** START OF Excerpted passage **

The five coal-fired units had net capacities ranging from 95 to 650 MW. The service ages of the plants ranged from 30 to 55 years. The units represented the variation in design, configuration, fuel supply, and vendors observed in plants throughout the US.
In the five plants that completed analyses and reports, the common issues included:
- Combustion problems and high air heater/stack exit gas temperatures
- Limited heat rate information availability
- Need for training to raise heat rate awareness, including understanding controllable losses
- Need for unit and equipment performance testing
- Feedwater heater train performance problems
- Need for sootblowing optimization
The following recommendations were common to the five units covered by follow-up analyses:
- Provide heat rate awareness training to operations staff that is focused on the basics of heat rate, the cost of heat rate deviations, and actionable heat rate information for operations.
- Make heat rate information readily available to more plant personnel. Sharing heat rate-related information with a broader segment of plant personnel can result in earlier identification and resolution of heat rate problems. Incorporating thinking about heat rate into day-to-day operational decisions can reduce overall plant heat rate.
- Improve utilization of controllable losses information by operations staff. Incentivize operations staff to monitor and minimize controllable losses. Keep targets achievable within constraints of equipment and operating conditions. This may require sites to enhance, upgrade, or initiate real-time controllable losses displays.
- Optimize sootblower operation. This can help to improve steam temperature control, normalize heat absorption patterns, and improve precipitator performance. Additional benefits include reduced air heater/stack exit gas temperatures, decline in circumferential cracking of boiler tubes, and reduced NOx emissions.
- Initiate a routine testing program. A periodic testing program should be established to aid in early detection of changes in equipment performance and/or unit operation to improve maintenance scheduling efforts and reduce unscheduled outages. By utilizing station instrumentation, a reliable and repeatable trend of unit performance can be developed.
- Increase Feedwater Heater Performance Monitoring. Heater levels and performance parameters should be monitored on a daily basis to maintain best performance. The Drain Cooler Approach (DCA) should be checked to ensure that steam is not entering the drain cooler. If this happens for an extended period of time, the heater will be damaged, resulting in tube leaks, off-design operation, increased maintenance, and higher unit heat rate.

** END OF Excerpted passage **

Short task a:
Edit the listing from the line containing "Find the white" through the end of the listing. Replace "hanging banner" with "hanging flag" and leave everything else unchanged.

** START OF Material provided **

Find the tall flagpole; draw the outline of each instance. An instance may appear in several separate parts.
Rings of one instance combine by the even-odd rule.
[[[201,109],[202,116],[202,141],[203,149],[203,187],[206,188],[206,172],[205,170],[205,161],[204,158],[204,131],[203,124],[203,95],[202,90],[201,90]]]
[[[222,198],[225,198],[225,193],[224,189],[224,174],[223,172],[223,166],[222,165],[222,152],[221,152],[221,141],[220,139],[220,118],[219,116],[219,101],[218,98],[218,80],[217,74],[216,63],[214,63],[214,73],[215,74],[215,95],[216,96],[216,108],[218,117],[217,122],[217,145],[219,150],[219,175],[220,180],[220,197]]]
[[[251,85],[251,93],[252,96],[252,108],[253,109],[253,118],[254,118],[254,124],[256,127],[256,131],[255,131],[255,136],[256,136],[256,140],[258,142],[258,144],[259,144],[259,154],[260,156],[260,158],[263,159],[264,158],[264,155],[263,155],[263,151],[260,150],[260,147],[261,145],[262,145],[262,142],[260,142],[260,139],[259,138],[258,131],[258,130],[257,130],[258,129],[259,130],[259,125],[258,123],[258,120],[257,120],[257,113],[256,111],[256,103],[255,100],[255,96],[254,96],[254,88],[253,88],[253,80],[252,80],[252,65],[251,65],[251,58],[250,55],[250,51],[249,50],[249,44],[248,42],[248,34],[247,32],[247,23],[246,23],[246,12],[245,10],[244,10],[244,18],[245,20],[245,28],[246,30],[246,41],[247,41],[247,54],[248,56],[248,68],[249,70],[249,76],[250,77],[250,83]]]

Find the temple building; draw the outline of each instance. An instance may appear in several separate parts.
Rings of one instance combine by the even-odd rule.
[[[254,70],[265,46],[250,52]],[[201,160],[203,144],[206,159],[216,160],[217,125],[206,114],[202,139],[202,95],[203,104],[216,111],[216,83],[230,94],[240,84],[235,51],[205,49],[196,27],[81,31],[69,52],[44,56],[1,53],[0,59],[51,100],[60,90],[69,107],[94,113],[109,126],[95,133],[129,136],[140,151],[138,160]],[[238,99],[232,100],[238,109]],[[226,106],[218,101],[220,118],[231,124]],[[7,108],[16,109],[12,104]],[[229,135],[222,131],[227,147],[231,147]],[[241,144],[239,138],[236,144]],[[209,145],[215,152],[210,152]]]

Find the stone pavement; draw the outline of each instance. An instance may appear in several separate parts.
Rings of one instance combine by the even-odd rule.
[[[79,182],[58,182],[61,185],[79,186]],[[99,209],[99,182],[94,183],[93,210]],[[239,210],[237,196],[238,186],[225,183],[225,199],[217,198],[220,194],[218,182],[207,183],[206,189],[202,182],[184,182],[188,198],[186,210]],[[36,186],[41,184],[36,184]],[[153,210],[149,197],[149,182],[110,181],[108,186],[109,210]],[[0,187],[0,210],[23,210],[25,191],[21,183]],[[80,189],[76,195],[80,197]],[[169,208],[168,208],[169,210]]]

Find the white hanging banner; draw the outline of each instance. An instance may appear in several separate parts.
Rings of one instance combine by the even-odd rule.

** END OF Material provided **

Short task b:
Answer these questions from the passage on coal-fired unit heat rate:
(i) What range of net capacities did the five coal-fired units have?
(ii) What range of service ages did the plants have?
(iii) What should the Drain Cooler Approach be checked to ensure?

Answer a:
Find the white hanging flag; draw the outline of each instance. An instance may appear in several separate parts.
Rings of one instance combine by the even-odd rule.

Answer b:
(i) 95 to 650 MW
(ii) 30 to 55 years
(iii) That steam is not entering the drain cooler